*Supplied text:*
▬▬▬▬▬▬
Spatial Q&A SaaS for robotics hobbyists — upload a phone video, query the 3D geometry in plain English
Customer: Indie robotics hobbyist building a home assistant or pick-and-place robot — someone spending weekends on ROS2 stacks who keeps hitting a wall when their robot needs reliable relative-position answers (‘is the mug left or right of the kettle?’) and doesn’t want to fine-tune a vision model
Problem: Current VLMs hallucinate on spatial/relational questions because they reason over 2D pixels, not geometry. Hobbyists either accept flaky answers or spend weeks integrating a full depth pipeline (RealSense + Open3D + custom code) that has nothing to do with their actual project
Pricing: freemium — $600 MRR in 4 months (roughly 20 paying users at $29/mo)
Why now
Depth Anything v2 just made monocular depth reconstruction good enough to run on a consumer video with no special hardware — the barrier that previously required a RealSense or LiDAR is gone. The cluster of papers diagnosing VLM spatial blindness is also creating demand: people now know the root cause and are looking for targeted fixes rather than hoping the next model version improves
Go-to-market
- Post a demo video to r/robotics and r/ROS showing a phone video → point cloud → spatial Q&A in under 60 seconds; link to a free Streamlit playground with a 5-query trial limit
- Write one focused blog post titled ‘Why GPT-4o fails at left/right questions and how to fix it with a depth layer’ — publish on Hacker News Show HN and cross-post to the Hugging Face community forum for Depth Anything v2
- DM 10-15 active contributors in the r/homeassistant and LeRobot Discord who are visibly struggling with spatial perception; offer free access in exchange for a 20-minute feedback call
- Add a ‘powered by Depth-Memory’ watermark to free-tier outputs so every demo video shared by hobbyists acts as an organic ad; gate the watermark removal behind the $29/mo paid plan
Moat (or lack thereof)
▬▬▬▬▬▬
*Extracted entries:*
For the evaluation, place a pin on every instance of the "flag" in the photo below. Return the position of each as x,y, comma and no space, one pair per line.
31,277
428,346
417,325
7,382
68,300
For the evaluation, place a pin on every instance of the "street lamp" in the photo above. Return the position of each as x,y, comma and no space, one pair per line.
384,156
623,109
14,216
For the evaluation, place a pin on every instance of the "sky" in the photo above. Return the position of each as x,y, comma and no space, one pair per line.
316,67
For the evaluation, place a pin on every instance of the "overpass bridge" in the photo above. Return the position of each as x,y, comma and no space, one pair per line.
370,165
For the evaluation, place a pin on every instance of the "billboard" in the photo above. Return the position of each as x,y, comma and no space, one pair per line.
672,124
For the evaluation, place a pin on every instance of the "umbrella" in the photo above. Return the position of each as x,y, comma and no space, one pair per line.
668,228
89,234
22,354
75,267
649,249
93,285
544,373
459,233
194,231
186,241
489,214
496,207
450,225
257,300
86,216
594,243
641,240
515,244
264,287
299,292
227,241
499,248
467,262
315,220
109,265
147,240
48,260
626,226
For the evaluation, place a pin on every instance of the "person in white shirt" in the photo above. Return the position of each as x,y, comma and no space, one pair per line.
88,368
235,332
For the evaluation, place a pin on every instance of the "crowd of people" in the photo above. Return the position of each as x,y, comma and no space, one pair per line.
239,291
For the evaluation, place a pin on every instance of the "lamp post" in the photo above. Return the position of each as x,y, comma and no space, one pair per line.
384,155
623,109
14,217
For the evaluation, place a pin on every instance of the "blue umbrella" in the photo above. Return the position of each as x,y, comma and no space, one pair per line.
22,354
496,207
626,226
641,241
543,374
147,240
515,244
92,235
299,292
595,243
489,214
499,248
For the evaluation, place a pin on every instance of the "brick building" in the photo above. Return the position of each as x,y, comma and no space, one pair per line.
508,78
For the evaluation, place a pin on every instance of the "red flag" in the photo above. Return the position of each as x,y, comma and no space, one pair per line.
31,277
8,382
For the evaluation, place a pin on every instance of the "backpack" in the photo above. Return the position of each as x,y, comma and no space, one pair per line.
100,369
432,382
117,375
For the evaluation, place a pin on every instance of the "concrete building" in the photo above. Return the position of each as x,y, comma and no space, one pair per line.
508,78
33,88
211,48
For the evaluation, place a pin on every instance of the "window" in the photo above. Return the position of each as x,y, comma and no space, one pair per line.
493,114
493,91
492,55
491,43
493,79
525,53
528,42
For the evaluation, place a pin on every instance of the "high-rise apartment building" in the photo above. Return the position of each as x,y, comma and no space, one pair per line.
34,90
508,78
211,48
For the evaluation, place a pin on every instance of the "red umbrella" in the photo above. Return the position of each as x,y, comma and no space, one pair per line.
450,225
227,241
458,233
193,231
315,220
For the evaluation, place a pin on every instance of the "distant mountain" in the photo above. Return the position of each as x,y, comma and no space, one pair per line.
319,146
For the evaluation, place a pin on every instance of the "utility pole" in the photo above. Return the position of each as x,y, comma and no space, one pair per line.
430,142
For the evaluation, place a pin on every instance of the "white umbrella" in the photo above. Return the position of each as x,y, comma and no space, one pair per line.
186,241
▬▬▬▬▬▬
*What to do:*
(a) In the spatial Q&A SaaS pitch, which two subreddits get the demo video post?
(b) Continue the spatial Q&A SaaS pitch by writing the section under its last heading, "Moat (or lack thereof)".

*Responses to the exercise:*
(a) r/robotics and r/ROS

(b)
Essentially none — the entire stack is open-source (Depth Anything v2, Open3D, LangChain) and a determined dev could replicate it in a weekend. The only real advantage is time-to-value: you’ve already packaged the pipeline so the hobbyist doesn’t have to. Defensibility comes from iteration speed and community goodwill, not technology lock-in. If this gains traction, a well-funded competitor or HuggingFace itself could ship a hosted version quickly.